• [Written instruction]: Could you lay out every line of the data as a Markdown table with the columns Row and Line, numbering the rows and leaving out blank lines?

Material to process start

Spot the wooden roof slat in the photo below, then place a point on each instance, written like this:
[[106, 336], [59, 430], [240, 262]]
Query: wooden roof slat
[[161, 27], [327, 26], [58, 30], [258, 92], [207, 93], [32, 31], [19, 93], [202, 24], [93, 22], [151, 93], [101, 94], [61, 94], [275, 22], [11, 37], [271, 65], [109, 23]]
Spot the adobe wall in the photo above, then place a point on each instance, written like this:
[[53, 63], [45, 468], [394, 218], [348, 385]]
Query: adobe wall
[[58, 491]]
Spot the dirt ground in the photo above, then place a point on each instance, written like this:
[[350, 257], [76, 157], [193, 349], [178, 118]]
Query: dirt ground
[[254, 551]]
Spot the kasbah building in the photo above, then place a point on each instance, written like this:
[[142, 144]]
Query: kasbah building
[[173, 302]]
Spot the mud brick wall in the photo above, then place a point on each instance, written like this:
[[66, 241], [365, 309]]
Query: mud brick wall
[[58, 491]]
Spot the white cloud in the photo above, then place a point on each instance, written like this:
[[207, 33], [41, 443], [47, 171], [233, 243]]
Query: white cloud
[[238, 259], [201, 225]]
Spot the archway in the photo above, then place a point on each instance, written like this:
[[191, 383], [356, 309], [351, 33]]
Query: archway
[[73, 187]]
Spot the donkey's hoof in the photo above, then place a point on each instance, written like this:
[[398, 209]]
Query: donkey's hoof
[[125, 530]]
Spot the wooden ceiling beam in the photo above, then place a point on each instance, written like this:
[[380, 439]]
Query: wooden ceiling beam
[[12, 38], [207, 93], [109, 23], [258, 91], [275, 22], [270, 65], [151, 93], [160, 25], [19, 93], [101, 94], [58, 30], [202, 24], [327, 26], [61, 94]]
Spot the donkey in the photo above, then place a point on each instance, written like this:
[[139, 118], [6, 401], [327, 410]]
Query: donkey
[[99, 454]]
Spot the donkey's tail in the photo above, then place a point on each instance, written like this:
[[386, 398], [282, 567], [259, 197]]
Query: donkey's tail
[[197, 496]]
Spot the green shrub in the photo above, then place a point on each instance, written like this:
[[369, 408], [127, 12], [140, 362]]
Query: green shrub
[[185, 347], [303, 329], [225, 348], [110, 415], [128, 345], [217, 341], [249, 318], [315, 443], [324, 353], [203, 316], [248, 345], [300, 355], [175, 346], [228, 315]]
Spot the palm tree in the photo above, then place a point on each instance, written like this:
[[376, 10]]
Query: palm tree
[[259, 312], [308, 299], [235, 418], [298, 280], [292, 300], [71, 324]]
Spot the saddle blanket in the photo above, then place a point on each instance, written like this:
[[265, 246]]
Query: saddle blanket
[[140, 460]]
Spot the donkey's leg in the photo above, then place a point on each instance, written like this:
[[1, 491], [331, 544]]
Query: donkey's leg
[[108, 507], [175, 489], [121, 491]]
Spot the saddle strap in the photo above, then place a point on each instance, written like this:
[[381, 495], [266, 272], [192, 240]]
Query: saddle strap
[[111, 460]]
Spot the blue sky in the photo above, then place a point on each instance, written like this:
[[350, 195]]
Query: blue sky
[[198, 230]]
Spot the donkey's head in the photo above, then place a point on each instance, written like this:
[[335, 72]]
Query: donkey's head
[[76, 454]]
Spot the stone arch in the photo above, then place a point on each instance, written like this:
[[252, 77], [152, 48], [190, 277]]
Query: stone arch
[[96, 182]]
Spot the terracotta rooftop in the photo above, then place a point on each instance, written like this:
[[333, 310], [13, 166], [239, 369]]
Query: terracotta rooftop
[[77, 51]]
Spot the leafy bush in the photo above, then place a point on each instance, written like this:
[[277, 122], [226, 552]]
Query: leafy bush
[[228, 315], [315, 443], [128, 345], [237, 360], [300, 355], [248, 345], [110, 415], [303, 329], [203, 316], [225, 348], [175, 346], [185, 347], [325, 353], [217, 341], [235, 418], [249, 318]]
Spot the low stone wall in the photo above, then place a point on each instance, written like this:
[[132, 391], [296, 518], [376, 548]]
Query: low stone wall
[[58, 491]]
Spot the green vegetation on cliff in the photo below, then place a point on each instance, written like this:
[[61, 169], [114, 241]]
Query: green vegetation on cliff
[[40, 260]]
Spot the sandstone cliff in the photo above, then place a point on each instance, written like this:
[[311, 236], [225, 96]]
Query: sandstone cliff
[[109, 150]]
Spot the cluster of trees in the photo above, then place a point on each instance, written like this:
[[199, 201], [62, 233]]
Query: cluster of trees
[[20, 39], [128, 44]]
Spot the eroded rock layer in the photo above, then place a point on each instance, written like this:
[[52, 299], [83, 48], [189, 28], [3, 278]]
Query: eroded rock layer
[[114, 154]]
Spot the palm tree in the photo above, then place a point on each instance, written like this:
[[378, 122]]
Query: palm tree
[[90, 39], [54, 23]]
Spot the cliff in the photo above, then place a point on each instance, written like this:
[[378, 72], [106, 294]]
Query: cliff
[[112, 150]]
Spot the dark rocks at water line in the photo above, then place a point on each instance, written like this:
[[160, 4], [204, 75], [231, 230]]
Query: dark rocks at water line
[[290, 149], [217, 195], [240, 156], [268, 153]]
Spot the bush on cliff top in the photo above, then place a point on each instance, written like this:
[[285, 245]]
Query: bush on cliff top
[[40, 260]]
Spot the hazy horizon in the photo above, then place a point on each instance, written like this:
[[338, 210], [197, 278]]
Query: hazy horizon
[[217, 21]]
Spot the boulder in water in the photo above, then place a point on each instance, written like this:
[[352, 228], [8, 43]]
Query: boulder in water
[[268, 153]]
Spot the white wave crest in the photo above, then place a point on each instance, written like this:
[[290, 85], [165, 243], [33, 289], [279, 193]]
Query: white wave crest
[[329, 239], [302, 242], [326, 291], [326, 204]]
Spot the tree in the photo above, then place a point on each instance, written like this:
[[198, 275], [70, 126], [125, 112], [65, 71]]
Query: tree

Material to process end

• [Response below]:
| Row | Line |
|---|---|
| 1 | Spot the wooden roof slat in the photo below, then place a point on each instance, written like this: |
| 2 | [[106, 336], [59, 430], [240, 262]] |
| 3 | Query: wooden roof slat |
| 4 | [[161, 27], [327, 26], [58, 30], [258, 92], [207, 93], [32, 31], [19, 93], [202, 24], [93, 22], [151, 93], [101, 94], [61, 94], [275, 22], [11, 37], [271, 65], [109, 23]] |
| 5 | Spot the adobe wall in the photo above, then place a point on each instance, written like this: |
| 6 | [[53, 63], [45, 468], [394, 218], [348, 385]] |
| 7 | Query: adobe wall |
| 8 | [[58, 491]] |
| 9 | Spot the dirt ground in the photo above, then place a point on each instance, written like this: |
| 10 | [[350, 257], [76, 157], [193, 349], [178, 118]] |
| 11 | Query: dirt ground |
| 12 | [[254, 551]] |
| 13 | Spot the kasbah building in the photo above, then place a point on each instance, written like this: |
| 14 | [[142, 144]] |
| 15 | Query: kasbah building |
| 16 | [[173, 302]] |
| 17 | Spot the mud brick wall in the photo above, then place a point on each instance, written like this: |
| 18 | [[66, 241], [365, 309]] |
| 19 | Query: mud brick wall |
| 20 | [[58, 491]] |
| 21 | Spot the white cloud in the photo above, then place a point on each instance, written like this: |
| 22 | [[207, 33], [41, 443], [47, 171], [233, 243]] |
| 23 | Query: white cloud |
| 24 | [[238, 259], [201, 225]] |
| 25 | Spot the archway in the photo above, then place a point on each instance, written like this: |
| 26 | [[191, 383], [356, 309], [351, 33]] |
| 27 | Query: archway |
| 28 | [[73, 187]] |
| 29 | Spot the donkey's hoof in the photo above, then place a point on each instance, written like this: |
| 30 | [[398, 209]] |
| 31 | Query: donkey's hoof |
| 32 | [[125, 530]] |
| 33 | Spot the wooden ceiling beam in the photo above, then place a point on each instance, written like this: |
| 34 | [[380, 439]] |
| 35 | Query: wooden ceiling beam |
| 36 | [[12, 38], [207, 93], [109, 23], [258, 91], [275, 22], [270, 65], [151, 93], [160, 25], [19, 93], [101, 94], [58, 30], [202, 24], [327, 26], [61, 94]] |
| 37 | Spot the donkey in the photo above, then place a point on each instance, written like this: |
| 38 | [[139, 118], [6, 401], [327, 410]] |
| 39 | Query: donkey |
| 40 | [[99, 454]] |
| 41 | Spot the donkey's tail in the photo above, then place a point on each instance, written like this: |
| 42 | [[386, 398], [282, 567], [259, 197]] |
| 43 | Query: donkey's tail |
| 44 | [[197, 496]] |
| 45 | Spot the green shrub in the photo above, then place a point on each instance, written like this: |
| 46 | [[369, 408], [127, 12], [140, 362]] |
| 47 | Query: green shrub |
| 48 | [[185, 347], [303, 329], [225, 348], [110, 415], [128, 345], [217, 341], [249, 318], [315, 443], [324, 353], [203, 316], [248, 345], [300, 355], [175, 346], [228, 315]] |
| 49 | Spot the palm tree in the photo above, then place a point on each instance, written like this: |
| 50 | [[376, 10]] |
| 51 | Query: palm tree |
| 52 | [[259, 312], [308, 299], [235, 418], [298, 280], [292, 300], [71, 324]] |
| 53 | Spot the saddle blanket in the photo above, then place a point on each instance, written like this: |
| 54 | [[265, 246]] |
| 55 | Query: saddle blanket |
| 56 | [[140, 460]] |
| 57 | Spot the donkey's leg in the photo above, then place a point on each instance, written like this: |
| 58 | [[1, 491], [331, 544]] |
| 59 | Query: donkey's leg |
| 60 | [[108, 507], [175, 489], [121, 491]] |
| 61 | Spot the saddle strap in the photo above, then place a point on each instance, written like this: |
| 62 | [[381, 495], [266, 272], [192, 240]] |
| 63 | Query: saddle strap |
| 64 | [[111, 460]] |
| 65 | Spot the blue sky in the photo above, then place a point on each instance, written like this: |
| 66 | [[350, 195]] |
| 67 | Query: blue sky |
| 68 | [[198, 230]] |
| 69 | Spot the donkey's head in the photo above, then place a point on each instance, written like this: |
| 70 | [[335, 72]] |
| 71 | Query: donkey's head |
| 72 | [[76, 454]] |
| 73 | Spot the stone arch in the photo above, then place a point on each instance, written like this: |
| 74 | [[252, 77], [152, 48], [190, 277]] |
| 75 | Query: stone arch |
| 76 | [[96, 182]] |
| 77 | Spot the terracotta rooftop in the photo above, then place a point on each instance, written like this: |
| 78 | [[333, 310], [13, 166], [239, 369]] |
| 79 | Query: terracotta rooftop |
| 80 | [[77, 51]] |
| 81 | Spot the leafy bush in the photo above, then place a point on each instance, written like this: |
| 82 | [[277, 122], [226, 552]] |
| 83 | Query: leafy bush |
| 84 | [[228, 315], [315, 443], [128, 345], [237, 360], [300, 355], [248, 345], [110, 415], [303, 329], [203, 316], [225, 348], [175, 346], [185, 347], [325, 353], [217, 341], [235, 418], [249, 318]] |
| 85 | Spot the low stone wall in the photo above, then place a point on each instance, written like this: |
| 86 | [[132, 391], [296, 518], [376, 548]] |
| 87 | Query: low stone wall |
| 88 | [[58, 491]] |
| 89 | Spot the green vegetation on cliff in the photo below, then place a point on each instance, written like this: |
| 90 | [[61, 169], [114, 241]] |
| 91 | Query: green vegetation on cliff |
| 92 | [[40, 260]] |
| 93 | Spot the sandstone cliff in the photo above, then place a point on each instance, written like this: |
| 94 | [[311, 236], [225, 96]] |
| 95 | Query: sandstone cliff |
| 96 | [[109, 150]] |
| 97 | Spot the cluster of trees in the photo above, then place a point on each instance, written like this: |
| 98 | [[199, 201], [62, 233]] |
| 99 | Query: cluster of trees |
| 100 | [[20, 39], [128, 44]] |
| 101 | Spot the eroded rock layer in the photo above, then place a point on each instance, written like this: |
| 102 | [[52, 299], [83, 48], [189, 28], [3, 278]] |
| 103 | Query: eroded rock layer |
| 104 | [[114, 154]] |
| 105 | Spot the palm tree in the photo above, then place a point on each instance, written like this: |
| 106 | [[378, 122]] |
| 107 | Query: palm tree |
| 108 | [[90, 39], [54, 23]] |
| 109 | Spot the cliff in the photo above, then place a point on each instance, written like this: |
| 110 | [[378, 72], [106, 294]] |
| 111 | Query: cliff |
| 112 | [[112, 150]] |
| 113 | Spot the dark rocks at water line in the photo above, then place a point on each instance, written like this: |
| 114 | [[160, 4], [204, 75], [231, 230]] |
| 115 | Query: dark rocks at water line |
| 116 | [[290, 149], [217, 195], [240, 156], [268, 153]] |
| 117 | Spot the bush on cliff top in the photo above, then place a point on each instance, written like this: |
| 118 | [[285, 245]] |
| 119 | Query: bush on cliff top |
| 120 | [[40, 260]] |
| 121 | Spot the hazy horizon in the photo above, then place a point on each instance, written like this: |
| 122 | [[338, 210], [197, 278]] |
| 123 | Query: hazy horizon |
| 124 | [[217, 21]] |
| 125 | Spot the boulder in water in the photo above, then place a point on each instance, written like this: |
| 126 | [[352, 228], [8, 43]] |
| 127 | Query: boulder in water |
| 128 | [[268, 153]] |
| 129 | Spot the white wave crest in the photo above, then place a point on each instance, written like this: |
| 130 | [[290, 85], [165, 243], [33, 289], [279, 193]] |
| 131 | Query: white wave crest |
| 132 | [[329, 239], [302, 242], [326, 291], [326, 204]] |
| 133 | Spot the tree in the photo above, then place a point on each instance, written like this: |
| 134 | [[198, 275], [70, 126], [125, 112], [65, 71]] |
| 135 | Query: tree |